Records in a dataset

⟨

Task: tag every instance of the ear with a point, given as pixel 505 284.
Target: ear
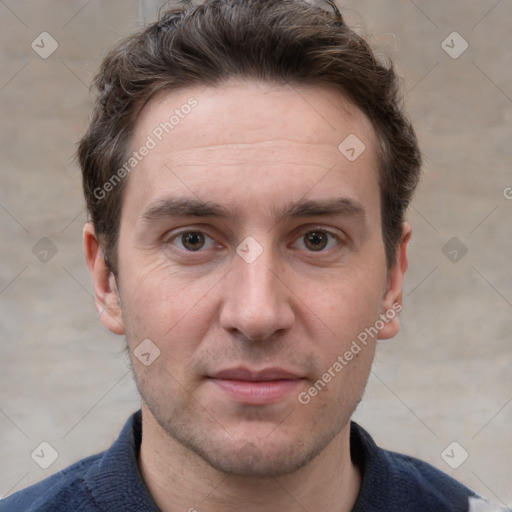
pixel 392 302
pixel 106 296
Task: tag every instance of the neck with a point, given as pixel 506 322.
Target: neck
pixel 178 479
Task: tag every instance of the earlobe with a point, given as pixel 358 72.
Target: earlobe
pixel 392 303
pixel 106 294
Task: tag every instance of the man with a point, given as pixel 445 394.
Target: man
pixel 247 169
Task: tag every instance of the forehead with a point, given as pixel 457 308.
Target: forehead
pixel 267 141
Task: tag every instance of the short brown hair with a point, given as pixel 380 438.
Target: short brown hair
pixel 283 41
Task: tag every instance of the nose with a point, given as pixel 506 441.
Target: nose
pixel 256 302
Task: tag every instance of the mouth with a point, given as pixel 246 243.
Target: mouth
pixel 256 387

⟩

> [Instructions for the task]
Copy all of the entries above line for line without any change, leaving out the picture.

> [The answer]
Task: tag every instance of the ear with a point, given as pixel 505 284.
Target: ear
pixel 392 302
pixel 106 296
Task: tag every instance of the neck with a point, given as pixel 506 322.
Target: neck
pixel 178 479
Task: tag every instance of the earlobe with a point, given as pixel 358 72.
Target: earlobe
pixel 392 303
pixel 106 294
Task: tag every instance of the man with a point, given as pixel 445 394.
Target: man
pixel 247 169
Task: tag every instance of the forehead with a point, given as pixel 457 308.
Target: forehead
pixel 267 141
Task: tag every instance of the short brown hair with a point, given as pixel 380 438.
Target: short brown hair
pixel 283 41
Task: tag every instance of the nose with a point, given as pixel 506 441.
Target: nose
pixel 256 302
Task: tag every instance of the mouth with a point, given as pixel 246 243.
Target: mouth
pixel 256 387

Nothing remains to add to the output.